[Records from a data source]
= = = = =

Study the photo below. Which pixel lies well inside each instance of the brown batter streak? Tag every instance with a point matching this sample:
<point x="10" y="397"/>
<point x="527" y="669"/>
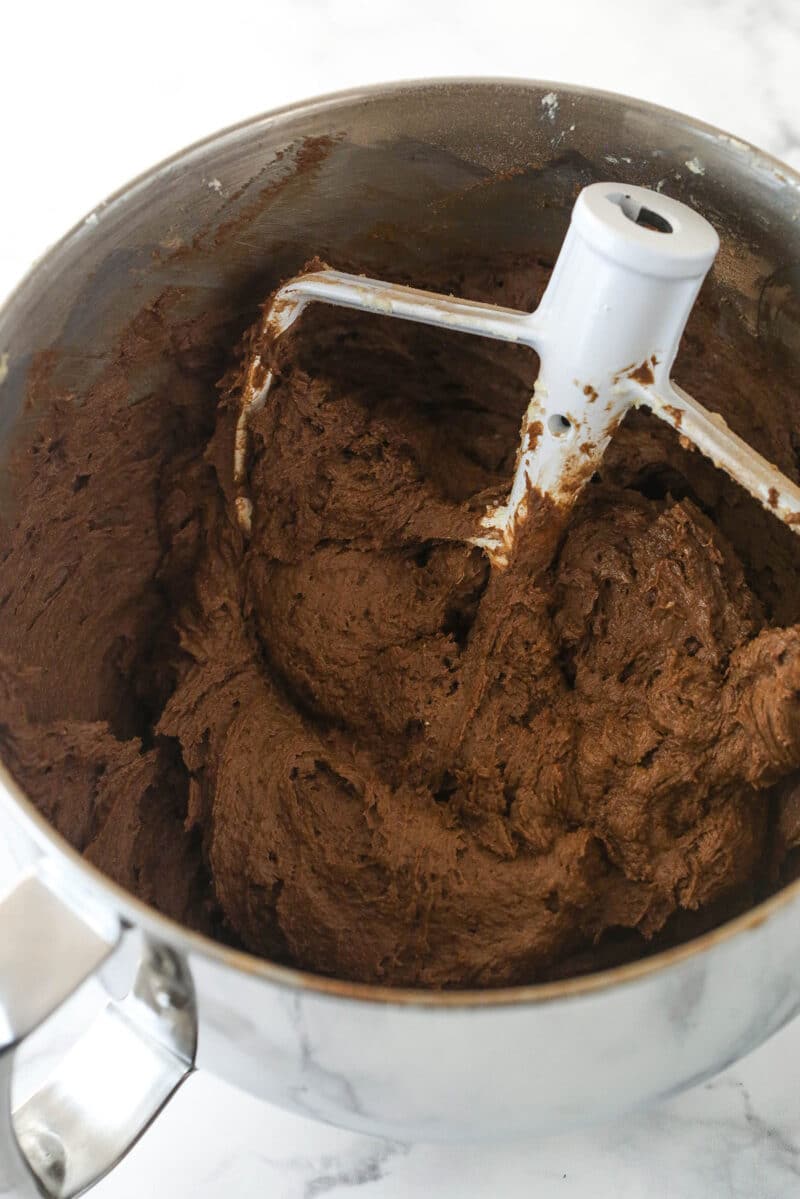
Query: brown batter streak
<point x="348" y="742"/>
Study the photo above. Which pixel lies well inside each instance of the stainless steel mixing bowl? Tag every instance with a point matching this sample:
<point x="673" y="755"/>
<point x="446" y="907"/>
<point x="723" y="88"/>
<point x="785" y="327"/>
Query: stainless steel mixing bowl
<point x="432" y="167"/>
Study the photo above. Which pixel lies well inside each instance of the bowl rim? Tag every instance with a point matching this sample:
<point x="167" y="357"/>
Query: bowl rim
<point x="134" y="911"/>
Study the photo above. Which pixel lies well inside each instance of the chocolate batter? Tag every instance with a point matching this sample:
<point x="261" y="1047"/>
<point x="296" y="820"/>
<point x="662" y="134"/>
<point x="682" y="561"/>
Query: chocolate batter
<point x="350" y="745"/>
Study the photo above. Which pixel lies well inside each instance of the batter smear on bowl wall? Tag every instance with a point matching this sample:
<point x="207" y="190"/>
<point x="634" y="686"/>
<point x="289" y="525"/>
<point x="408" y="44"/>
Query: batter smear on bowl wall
<point x="344" y="741"/>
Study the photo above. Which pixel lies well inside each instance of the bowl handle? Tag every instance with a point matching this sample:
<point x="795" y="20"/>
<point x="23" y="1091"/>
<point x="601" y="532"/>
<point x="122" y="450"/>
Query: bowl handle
<point x="118" y="1076"/>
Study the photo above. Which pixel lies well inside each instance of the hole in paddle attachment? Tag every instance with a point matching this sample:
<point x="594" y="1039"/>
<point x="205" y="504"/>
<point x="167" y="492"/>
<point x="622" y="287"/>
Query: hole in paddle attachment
<point x="559" y="425"/>
<point x="641" y="215"/>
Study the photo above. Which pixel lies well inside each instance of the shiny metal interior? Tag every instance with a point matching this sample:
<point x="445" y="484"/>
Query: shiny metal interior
<point x="401" y="178"/>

= = = = =

### TASK PROMPT
Reproduce every line exactly and omit all pictures.

### TASK SOLUTION
Study the photo below. Which pixel lies well inside each instance of the brown batter streak? Tag every instance with a point matching this sample:
<point x="10" y="397"/>
<point x="527" y="669"/>
Query: brown batter streak
<point x="348" y="742"/>
Study the photo above. Which pixel lies well inside each instance of the stainless steel mixing bowl? Tag every instance with a point matching this sample:
<point x="673" y="755"/>
<point x="446" y="907"/>
<point x="723" y="88"/>
<point x="785" y="327"/>
Query: stainless steel mixing bowl
<point x="432" y="167"/>
Study the photo above. Which pixel lies well inside each instance of the bowl rim? Tag every instance with a point matching this sample:
<point x="167" y="357"/>
Query: bowl rim
<point x="134" y="911"/>
Study the photo above. Which pixel lies well inside each instance of the chocolate batter? Tag every instance with a point matching this sample:
<point x="261" y="1047"/>
<point x="296" y="820"/>
<point x="662" y="134"/>
<point x="682" y="561"/>
Query: chocolate batter
<point x="350" y="745"/>
Study the photo above. Which pixel lies well inside each instance of the batter smear on bowl wall? Tag every instance with a point matching this sample:
<point x="207" y="190"/>
<point x="634" y="686"/>
<point x="289" y="525"/>
<point x="408" y="44"/>
Query: batter smear on bowl wall
<point x="344" y="741"/>
Study the photo above. Which pixel lies well inside each instance of the bowl handle? Tag every instance with a point matching this sample:
<point x="795" y="20"/>
<point x="23" y="1091"/>
<point x="601" y="532"/>
<point x="122" y="450"/>
Query: bowl handle
<point x="118" y="1076"/>
Study the photo above. Which pixel lies well inside each instance of the hole in paddle attachment? Tag every instance with a point matching this sample:
<point x="594" y="1039"/>
<point x="205" y="504"/>
<point x="167" y="492"/>
<point x="622" y="287"/>
Query: hole in paddle attachment
<point x="559" y="425"/>
<point x="641" y="215"/>
Study the photo above. Which pixel lies well inside each instance of the shiny metal interior? Tag every instance with a point matching this sample:
<point x="445" y="484"/>
Query: shiny metal interior
<point x="401" y="178"/>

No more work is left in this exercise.